Exercise material →
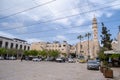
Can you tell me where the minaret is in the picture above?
[117,26,120,51]
[92,16,100,58]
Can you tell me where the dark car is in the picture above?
[87,60,99,70]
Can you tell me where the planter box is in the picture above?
[103,68,113,78]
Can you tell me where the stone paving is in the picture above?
[0,60,120,80]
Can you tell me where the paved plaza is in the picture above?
[0,60,120,80]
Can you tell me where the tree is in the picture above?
[38,50,48,57]
[49,50,60,58]
[0,48,6,56]
[30,50,38,56]
[101,23,112,50]
[7,49,17,56]
[77,35,83,54]
[85,32,91,59]
[24,50,30,56]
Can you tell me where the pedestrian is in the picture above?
[21,56,23,62]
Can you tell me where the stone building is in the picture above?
[0,36,30,50]
[112,32,120,52]
[76,17,100,58]
[31,41,70,54]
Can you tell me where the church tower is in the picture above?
[92,16,100,58]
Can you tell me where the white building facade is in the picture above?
[0,36,30,50]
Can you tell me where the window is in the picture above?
[20,45,22,49]
[28,46,30,50]
[80,45,83,49]
[15,44,18,49]
[63,45,66,47]
[0,41,2,47]
[59,45,61,47]
[5,42,8,48]
[24,46,26,50]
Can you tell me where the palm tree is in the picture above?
[85,32,91,59]
[77,35,83,54]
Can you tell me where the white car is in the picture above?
[32,58,42,62]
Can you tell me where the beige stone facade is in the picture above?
[112,32,120,51]
[76,17,100,58]
[31,41,70,54]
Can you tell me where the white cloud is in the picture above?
[106,12,113,17]
[53,35,67,41]
[25,38,42,43]
[1,22,27,33]
[0,31,15,38]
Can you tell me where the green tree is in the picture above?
[38,50,48,57]
[7,49,17,56]
[0,48,7,56]
[101,23,112,50]
[85,32,91,59]
[77,35,83,53]
[30,50,38,56]
[49,50,60,58]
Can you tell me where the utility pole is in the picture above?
[118,26,120,32]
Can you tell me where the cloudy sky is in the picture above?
[0,0,120,44]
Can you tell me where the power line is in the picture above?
[0,4,120,30]
[7,19,119,35]
[0,0,56,19]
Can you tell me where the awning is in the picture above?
[104,50,120,54]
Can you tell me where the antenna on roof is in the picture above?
[118,26,120,32]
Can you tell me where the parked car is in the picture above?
[0,56,4,60]
[56,58,65,62]
[87,60,99,70]
[32,58,42,62]
[9,56,16,60]
[78,59,86,63]
[68,58,75,63]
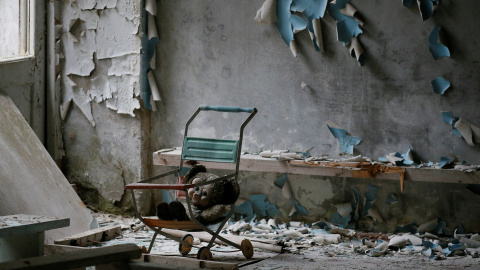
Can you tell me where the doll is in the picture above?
[157,165,240,225]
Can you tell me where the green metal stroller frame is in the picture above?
[125,106,257,260]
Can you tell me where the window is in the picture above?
[0,0,35,61]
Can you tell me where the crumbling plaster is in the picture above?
[59,0,150,211]
[152,0,480,231]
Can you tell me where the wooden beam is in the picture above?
[54,225,122,247]
[144,254,238,270]
[153,150,480,184]
[0,244,142,270]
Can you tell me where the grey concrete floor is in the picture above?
[95,214,480,270]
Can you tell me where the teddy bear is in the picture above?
[156,164,240,225]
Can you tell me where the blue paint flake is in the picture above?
[428,26,450,60]
[432,77,450,95]
[277,0,328,48]
[328,0,362,45]
[273,173,287,188]
[327,124,362,154]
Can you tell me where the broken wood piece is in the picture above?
[0,244,142,270]
[54,225,122,247]
[162,229,283,253]
[145,255,238,270]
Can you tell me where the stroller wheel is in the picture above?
[240,239,253,259]
[197,247,213,261]
[178,234,193,256]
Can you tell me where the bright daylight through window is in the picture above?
[0,0,33,61]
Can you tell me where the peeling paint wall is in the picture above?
[152,0,480,231]
[56,0,150,212]
[60,0,141,126]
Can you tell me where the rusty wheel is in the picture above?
[178,234,193,256]
[197,247,213,261]
[240,239,253,259]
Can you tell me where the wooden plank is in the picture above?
[0,215,70,237]
[125,183,195,190]
[153,149,480,184]
[405,167,480,184]
[145,254,238,270]
[0,244,142,270]
[54,225,122,247]
[44,244,91,255]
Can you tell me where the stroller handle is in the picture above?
[200,105,255,113]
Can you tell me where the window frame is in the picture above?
[0,0,36,65]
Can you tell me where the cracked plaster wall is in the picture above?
[56,0,150,214]
[152,0,480,231]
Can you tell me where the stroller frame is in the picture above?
[125,106,257,260]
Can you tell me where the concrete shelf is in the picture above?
[153,149,480,186]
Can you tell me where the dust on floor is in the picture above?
[93,213,480,270]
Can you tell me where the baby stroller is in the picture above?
[125,106,257,260]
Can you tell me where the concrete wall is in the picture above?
[58,0,480,231]
[152,0,480,231]
[56,0,151,213]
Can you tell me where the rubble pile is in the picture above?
[96,213,480,260]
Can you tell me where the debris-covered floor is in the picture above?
[94,213,480,269]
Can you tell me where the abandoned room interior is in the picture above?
[0,0,480,269]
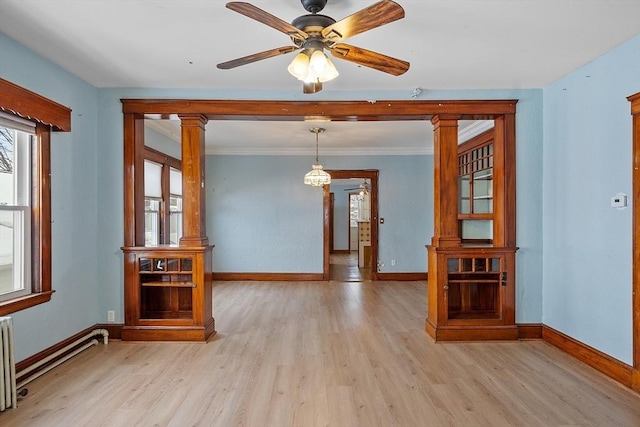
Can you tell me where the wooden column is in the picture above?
[179,114,209,246]
[627,92,640,391]
[493,114,516,247]
[124,113,144,246]
[431,115,460,247]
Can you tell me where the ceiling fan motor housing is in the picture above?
[300,0,327,13]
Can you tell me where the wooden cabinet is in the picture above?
[426,113,518,341]
[122,246,215,341]
[426,246,518,340]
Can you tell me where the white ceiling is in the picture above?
[0,0,640,154]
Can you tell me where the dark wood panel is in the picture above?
[122,99,518,121]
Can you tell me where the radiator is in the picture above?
[0,317,18,411]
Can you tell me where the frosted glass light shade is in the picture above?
[287,52,309,81]
[287,50,339,83]
[304,165,331,187]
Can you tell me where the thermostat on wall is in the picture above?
[611,193,627,209]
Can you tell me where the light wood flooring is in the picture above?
[329,251,371,282]
[0,282,640,427]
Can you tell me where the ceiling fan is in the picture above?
[218,0,409,93]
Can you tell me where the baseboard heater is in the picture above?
[0,317,109,411]
[0,317,18,411]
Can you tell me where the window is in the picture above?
[0,122,35,301]
[0,78,71,316]
[458,132,493,243]
[144,147,182,246]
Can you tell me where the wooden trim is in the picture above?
[0,78,71,132]
[91,323,124,341]
[122,114,145,247]
[213,272,324,282]
[0,290,54,316]
[542,325,633,387]
[31,123,51,293]
[0,79,71,315]
[121,99,518,121]
[516,323,542,340]
[378,271,428,281]
[627,92,640,382]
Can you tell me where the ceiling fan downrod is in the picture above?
[300,0,327,13]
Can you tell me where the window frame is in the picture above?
[0,78,71,316]
[0,125,35,303]
[143,146,182,247]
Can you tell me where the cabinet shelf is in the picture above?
[140,282,196,288]
[122,246,215,341]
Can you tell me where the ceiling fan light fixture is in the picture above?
[287,51,309,81]
[302,82,322,93]
[287,48,339,85]
[305,50,339,83]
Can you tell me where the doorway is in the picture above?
[323,169,378,281]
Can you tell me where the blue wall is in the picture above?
[0,33,100,360]
[542,36,640,364]
[0,28,556,360]
[206,156,433,273]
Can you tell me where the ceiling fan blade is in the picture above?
[217,46,299,70]
[226,1,309,40]
[322,0,404,43]
[329,43,409,76]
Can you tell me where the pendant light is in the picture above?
[304,128,331,187]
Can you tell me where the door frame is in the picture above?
[322,169,379,280]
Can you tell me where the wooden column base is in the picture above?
[122,318,216,342]
[425,319,519,341]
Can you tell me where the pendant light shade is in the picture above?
[304,128,331,187]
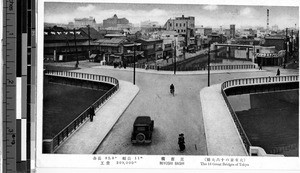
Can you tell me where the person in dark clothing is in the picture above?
[276,69,280,76]
[90,106,95,122]
[170,84,175,95]
[178,133,185,151]
[259,63,262,70]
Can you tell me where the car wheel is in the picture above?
[135,133,146,143]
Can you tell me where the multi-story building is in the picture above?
[272,25,278,31]
[136,39,163,62]
[230,25,235,38]
[141,20,159,29]
[263,37,285,51]
[72,16,97,29]
[103,14,130,29]
[164,15,195,46]
[195,27,204,36]
[44,26,102,61]
[204,27,212,36]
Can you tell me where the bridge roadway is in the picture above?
[71,63,298,155]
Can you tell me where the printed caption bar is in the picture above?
[2,0,35,172]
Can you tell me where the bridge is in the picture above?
[200,75,299,156]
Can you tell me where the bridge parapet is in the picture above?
[221,75,299,90]
[43,71,119,153]
[221,75,299,155]
[45,70,119,86]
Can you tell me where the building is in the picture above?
[136,39,163,63]
[195,27,204,36]
[103,14,131,29]
[44,26,102,62]
[224,29,230,38]
[230,25,235,38]
[73,16,97,29]
[141,20,159,29]
[204,27,212,36]
[263,37,285,51]
[164,15,195,46]
[272,25,279,32]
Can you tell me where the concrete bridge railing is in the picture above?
[222,75,299,90]
[128,64,257,71]
[43,71,119,153]
[221,75,299,155]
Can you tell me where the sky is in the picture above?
[44,1,299,29]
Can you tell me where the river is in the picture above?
[228,90,299,157]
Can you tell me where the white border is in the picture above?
[36,0,300,172]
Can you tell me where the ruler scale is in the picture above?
[2,0,35,173]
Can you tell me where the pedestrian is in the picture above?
[259,63,262,70]
[276,69,280,76]
[90,105,95,122]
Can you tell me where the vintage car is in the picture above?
[131,116,154,144]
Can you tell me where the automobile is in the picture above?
[131,116,154,144]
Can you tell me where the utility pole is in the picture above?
[87,25,91,61]
[291,30,294,53]
[133,43,135,85]
[73,28,79,68]
[174,39,176,74]
[283,28,288,68]
[207,41,210,86]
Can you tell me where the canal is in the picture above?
[228,90,299,157]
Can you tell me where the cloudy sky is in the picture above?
[44,1,299,29]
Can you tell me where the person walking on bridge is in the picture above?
[90,105,95,122]
[276,69,280,76]
[170,84,175,96]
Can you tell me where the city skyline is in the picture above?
[44,2,299,29]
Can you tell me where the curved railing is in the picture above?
[221,75,299,153]
[44,71,119,153]
[128,64,256,71]
[222,75,299,90]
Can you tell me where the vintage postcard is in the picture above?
[35,0,300,172]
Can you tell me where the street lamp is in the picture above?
[87,25,91,61]
[133,43,141,85]
[174,40,176,74]
[73,28,79,68]
[207,41,210,86]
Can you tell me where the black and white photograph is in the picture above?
[37,1,300,172]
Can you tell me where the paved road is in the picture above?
[74,68,297,155]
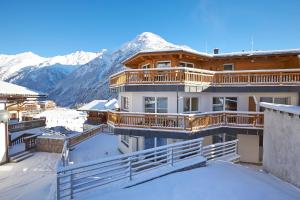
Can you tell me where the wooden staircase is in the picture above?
[9,151,33,163]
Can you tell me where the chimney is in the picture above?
[214,48,219,54]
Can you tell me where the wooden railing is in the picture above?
[110,67,300,88]
[110,67,213,87]
[8,119,46,133]
[108,111,263,132]
[56,138,239,200]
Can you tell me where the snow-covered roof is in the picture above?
[78,161,300,200]
[213,49,300,58]
[260,102,300,115]
[122,47,300,64]
[78,99,119,112]
[122,47,212,64]
[0,81,46,97]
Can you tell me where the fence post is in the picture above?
[70,170,73,199]
[171,147,174,166]
[129,157,132,181]
[56,173,60,200]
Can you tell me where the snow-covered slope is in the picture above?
[0,32,199,106]
[50,32,195,106]
[0,51,100,93]
[0,52,46,80]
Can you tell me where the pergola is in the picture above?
[0,81,47,164]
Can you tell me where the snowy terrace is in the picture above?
[77,161,300,200]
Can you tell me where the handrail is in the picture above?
[108,111,263,133]
[8,119,46,132]
[57,138,238,200]
[110,67,300,88]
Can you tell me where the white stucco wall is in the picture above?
[0,102,7,164]
[263,109,300,187]
[119,92,298,113]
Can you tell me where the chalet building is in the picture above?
[0,81,46,164]
[108,49,300,163]
[78,99,119,130]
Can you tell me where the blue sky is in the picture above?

Written task → Render the data as a two-column CSV with the headers text and boxes, starting at the line that has "Can you tell me where the printed" and stopping after the line that has "[37,1,300,172]". Give each line of wording its own row with all the boxes listed under it, put every field in quotation marks, and turn line breaks into spaces.

The result →
text,boxes
"Can you tell me where the printed caption bar is in the picture above?","[2,0,35,172]"
"Can you tell me where the bridge is in the picture above?","[200,75,299,156]"
"Can you tell me where the bridge parapet is in the picture above?","[221,75,299,90] [43,71,119,153] [221,75,299,155] [45,70,119,86]"
"Can you tell me where the building is in the picture above?","[136,39,163,63] [195,27,204,36] [103,14,131,29] [44,26,102,62] [224,29,230,38] [230,25,235,38] [73,16,97,29] [141,20,159,29] [204,27,212,36] [263,37,285,51] [164,15,195,46] [272,25,279,32]"
"Can you tell me where the concrete bridge railing is in the picture above?","[222,75,299,90] [128,64,257,71] [43,71,119,153] [221,75,299,155]"
"Can you tell me where the sky is in the picture above?","[44,1,299,29]"
"Can you tell me where the river is in the picture above?","[228,90,299,157]"
"Can you tell me where the white border is in the picture above?","[36,0,300,172]"
"Can you tell me where the ruler scale is in the picture above?","[2,0,35,173]"
"Can you tell me where the pedestrian is in the picture above?","[259,63,262,70] [276,69,280,76] [90,105,95,122]"
"Can you tell me where the vintage car is in the picture above?","[131,116,154,144]"
"Can you tell me where the automobile is in the picture above?","[131,116,154,144]"
"Can you tell me where the utility pole is in the picture above?","[87,25,91,61] [291,30,294,53] [133,43,135,85] [73,28,79,68] [174,39,176,74] [283,28,288,68] [207,41,210,86]"
"Can you tell me where the canal is in the picture above?","[228,90,299,157]"
"Can you tell me where the cloudy sky is in the picture above?","[44,1,299,29]"
"Can you tell me where the person walking on bridge is in the picture above?","[90,105,95,122] [276,69,280,76] [170,84,175,96]"
"Can you tell me where the city skyline is in the picture above?","[44,2,299,29]"
"Can you tell me where the curved railing is in the picture above?","[221,75,299,153] [44,71,119,153] [128,64,256,71] [222,75,299,90]"
"Can you tell me where the vintage postcard is in the picture above?","[35,0,300,172]"
"Can you tell me where the street lamp is in the picture above?","[87,25,91,61] [133,43,141,85] [174,40,176,74] [73,28,79,68] [207,41,210,86]"
"Can you tell me where the black and white photograph is in the picture above?","[37,1,300,172]"